* Your goal
Turn the items below into a JSON list of strings, one string per line, leaving out any blank lines.

* Task inputs
— begin —

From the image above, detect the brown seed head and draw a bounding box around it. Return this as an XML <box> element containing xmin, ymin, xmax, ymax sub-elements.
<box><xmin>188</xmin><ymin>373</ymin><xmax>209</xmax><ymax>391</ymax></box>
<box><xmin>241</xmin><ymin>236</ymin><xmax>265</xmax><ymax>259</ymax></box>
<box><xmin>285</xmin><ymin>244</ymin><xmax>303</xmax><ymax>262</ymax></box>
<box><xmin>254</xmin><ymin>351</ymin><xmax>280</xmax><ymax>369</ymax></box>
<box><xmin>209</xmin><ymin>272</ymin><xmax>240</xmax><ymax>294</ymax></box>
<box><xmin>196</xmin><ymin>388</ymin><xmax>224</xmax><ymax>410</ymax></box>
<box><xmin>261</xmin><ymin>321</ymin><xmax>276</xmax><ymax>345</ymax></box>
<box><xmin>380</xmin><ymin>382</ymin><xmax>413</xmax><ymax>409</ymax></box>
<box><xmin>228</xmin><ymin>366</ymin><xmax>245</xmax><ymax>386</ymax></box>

— end —

* Response below
[
  "From the image above, detect the brown seed head and draw a bounding box around it. Return this as an XML <box> element containing xmin, ymin, xmax, ymax sub-elements.",
  "<box><xmin>188</xmin><ymin>373</ymin><xmax>209</xmax><ymax>391</ymax></box>",
  "<box><xmin>241</xmin><ymin>236</ymin><xmax>265</xmax><ymax>259</ymax></box>",
  "<box><xmin>285</xmin><ymin>244</ymin><xmax>303</xmax><ymax>262</ymax></box>",
  "<box><xmin>254</xmin><ymin>351</ymin><xmax>280</xmax><ymax>369</ymax></box>",
  "<box><xmin>209</xmin><ymin>272</ymin><xmax>240</xmax><ymax>294</ymax></box>",
  "<box><xmin>196</xmin><ymin>388</ymin><xmax>224</xmax><ymax>410</ymax></box>",
  "<box><xmin>261</xmin><ymin>321</ymin><xmax>276</xmax><ymax>345</ymax></box>",
  "<box><xmin>380</xmin><ymin>382</ymin><xmax>413</xmax><ymax>409</ymax></box>",
  "<box><xmin>228</xmin><ymin>366</ymin><xmax>245</xmax><ymax>386</ymax></box>"
]